We rejected the adjournment application for the following reasons.
The appellant's prospects of successfully appealing the decision of the Tribunal below, or obtaining leave to appeal where it was needed, once the evidence below had been obtained, were very poor in the circumstances of this case. We shall expand on this where relevant when considering the grounds of appeal.
These proceedings involve the sum of $3,220. That is not a large sum when considering the cost to the parties and to the Tribunal in adjourning the hearing of this appeal and allocating a future date for hearing.
It seems to us that the cost to the parties and to the Tribunal of an adjournment, where that adjournment would be most unlikely to alter the outcome, is out of proportion to the importance and complexity of the subject matter of this appeal. To adjourn this appeal would not achieve the objective of the timely disposal of the proceedings at an affordable cost.
The appellant was aware of the directions made. We have some doubt whether he did not understand the directions as they are reasonably clear. We also recognise the strain the litigation has imposed on the respondents, a factor which the High Court held in AON may be taken into account.
In all of those circumstances, it seems to us that the justice of the case was in favour of rejecting the application.
[6]
Ground 1
Ground 1 says that the copy of the eBay advertisement tendered in evidence by the respondents was not proof of the respondents' claim.
The appellant explained this ground by saying that he had not received a copy of the eBay advertisement before the hearing and that the eBay advertisement was for a different product at a different price. The appellant argued, therefore, that the copy of the eBay advertisement tendered in evidence could not be considered as proof of the respondents' claim.
This ground alleges an error of fact and not law. Accordingly, the appellant would require leave to appeal in order to argue this ground of appeal.
Be that as it may, this ground would fail in any event because the Tribunal accepted the respondents' oral evidence that the Gumtree advertisement was substantially the same as the eBay advertisement. Although the Tribunal did not expressly identify which part of the two advertisements were substantially the same, it is clear that the Tribunal had in mind the description of the tiles as being light brown premium tiles.

· · ·

REQUIREMENTS.
1/ List every point the appellant gave in the appeal decision to explain Ground 1.
2/ Continue the appeal decision, starting after its final sentence.

· · ·

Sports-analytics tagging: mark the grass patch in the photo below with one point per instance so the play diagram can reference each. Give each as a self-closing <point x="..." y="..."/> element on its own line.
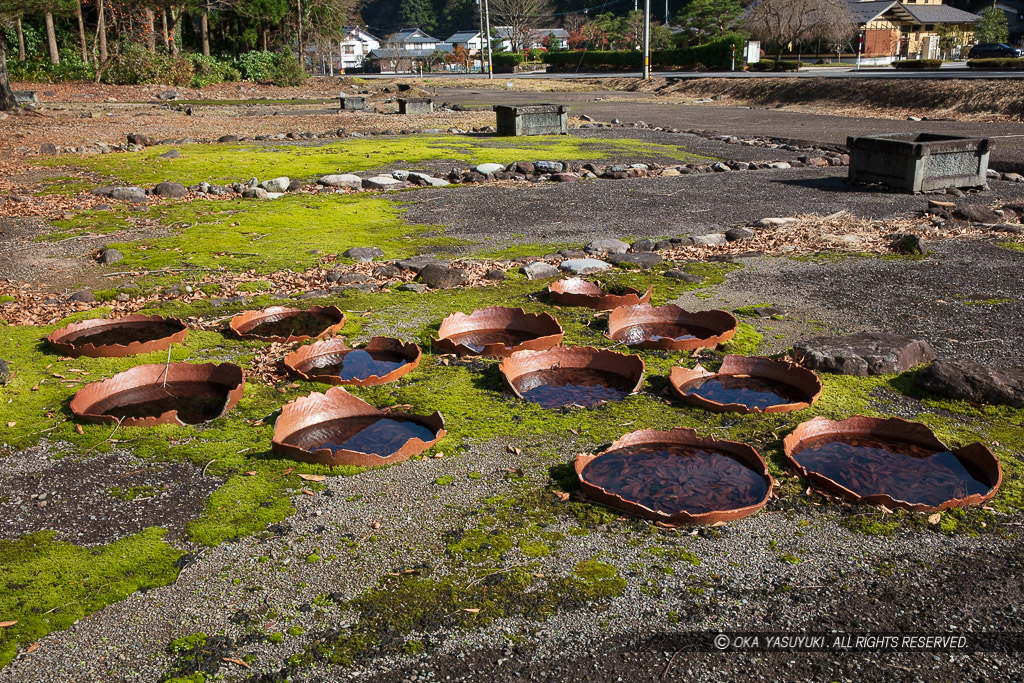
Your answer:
<point x="46" y="585"/>
<point x="239" y="162"/>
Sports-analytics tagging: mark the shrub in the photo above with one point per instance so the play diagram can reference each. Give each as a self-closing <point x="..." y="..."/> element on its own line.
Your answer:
<point x="997" y="62"/>
<point x="209" y="71"/>
<point x="918" y="65"/>
<point x="137" y="66"/>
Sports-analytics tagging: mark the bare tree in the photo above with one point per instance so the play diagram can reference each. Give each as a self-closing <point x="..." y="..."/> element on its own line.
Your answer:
<point x="7" y="101"/>
<point x="785" y="23"/>
<point x="520" y="16"/>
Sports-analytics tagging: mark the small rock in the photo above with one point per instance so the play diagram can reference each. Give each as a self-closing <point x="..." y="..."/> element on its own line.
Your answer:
<point x="976" y="213"/>
<point x="973" y="381"/>
<point x="601" y="247"/>
<point x="172" y="189"/>
<point x="276" y="185"/>
<point x="364" y="253"/>
<point x="133" y="195"/>
<point x="862" y="354"/>
<point x="488" y="169"/>
<point x="442" y="276"/>
<point x="110" y="256"/>
<point x="342" y="180"/>
<point x="539" y="270"/>
<point x="255" y="194"/>
<point x="582" y="266"/>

· · ·

RESPONSE LIST.
1/
- He had not received a copy of the eBay advertisement before the hearing.
- The eBay advertisement was for a different product.
- The eBay advertisement was at a different price.

2/
Therefore, the eBay advertisement is proof, because the Tribunal accepted the respondents' oral evidence, that the Gumtree advertisement advertised light brown premium tiles.
Assuming this is correct, it does not matter whether the appellant received a copy of the eBay advertisement before the hearing. The appellant does not dispute that it was his advertisement, and it was admitted into evidence.
This ground would also fail because the Tribunal accepted the respondents' evidence that they had, during their conversation with him, confirmed with the appellant that they wished to purchase light brown premium tiles.
The Tribunal also found that there had been a supply of goods by reference to a sample, and the three crates of incorrect tiles subsequently supplied did not correspond with that sample.
Therefore, even if the eBay advertisement was put aside, the respondents would still have won their case against the appellant.
We refuse leave to appeal on Ground 1.
[7]
Ground 2
Ground 2 says that clause 2 of the terms and conditions excluded the respondents' claim in relation to two of the three crates of incorrect tiles.
This ground raises a question or questions of law which the appellant has a right to argue without the need to seek leave to do so.
In this case, the questions of law are, first, whether the Tribunal correctly construed clause 2 as not allowing the respondent to supply tiles of an entirely different colour or quality (construction of contracts is a question of law [3] ) and secondly, if clause 2 did allow the respondent to supply tiles of an entirely different colour or quality, whether the primary fact found (the terms of clause 2) were within or outside a statutory test, being s 64 of the ACL (the terms of which we have set out above). [4]
No submissions were made by the appellant in support of this ground.
The questions to be addressed are, whether the Tribunal's construction of clause 2 is correct and, if not, whether clause 2 purports to exclude, restrict or modify, or is inconsistent with, s 56 or s 57 of the ACL.
Section 56 of the ACL provided a guarantee that the tiles supplied would correspond with the description by which they were sold. The tiles were described as light brown premium tiles. Section 57 of the ACL provided a guarantee that the tiles supplied would correspond with the sample provided. The sample was a light brown premium tile.
The Tribunal found that the two of the three crates of incorrect tiles were of a "vastly different" colour, and so those tiles did not conform to the description in the advertisements, and did not correspond with the sample. In other words, the incorrect tiles were not "variations" of the tiles described or variations from the sample tile, but were wholly different.
The Tribunal held that clause 2 should not be interpreted so as to permit the supply of tiles of a "vastly different colour or quality to that ordered by the consumer". We agree with this construction of clause 2.
The ordinary meaning of the word "variation" is deviation, divergence, departure or fluctuation. A variation is a change or slight difference in condition, amount, or level, typically within certain limits. Put another way, a variation is a different or distinct form or version of something.
On this basis alone ground 2 must fail. Clause 2 is directed to such slight variations in colour as would be expected in natural stone. The supply of tiles including such slight variations in colour would not fall foul of the guarantees provided in ss 56 and 57.
Consequently, as the Tribunal held, clause 2 did not purport to exclude, restrict or modify the appellant's obligation to supply tiles that corresponded with the description by which they were sold and did not purport to exclude, restrict or modify the appellant's obligation to supply tiles that matched the sample which had been provided.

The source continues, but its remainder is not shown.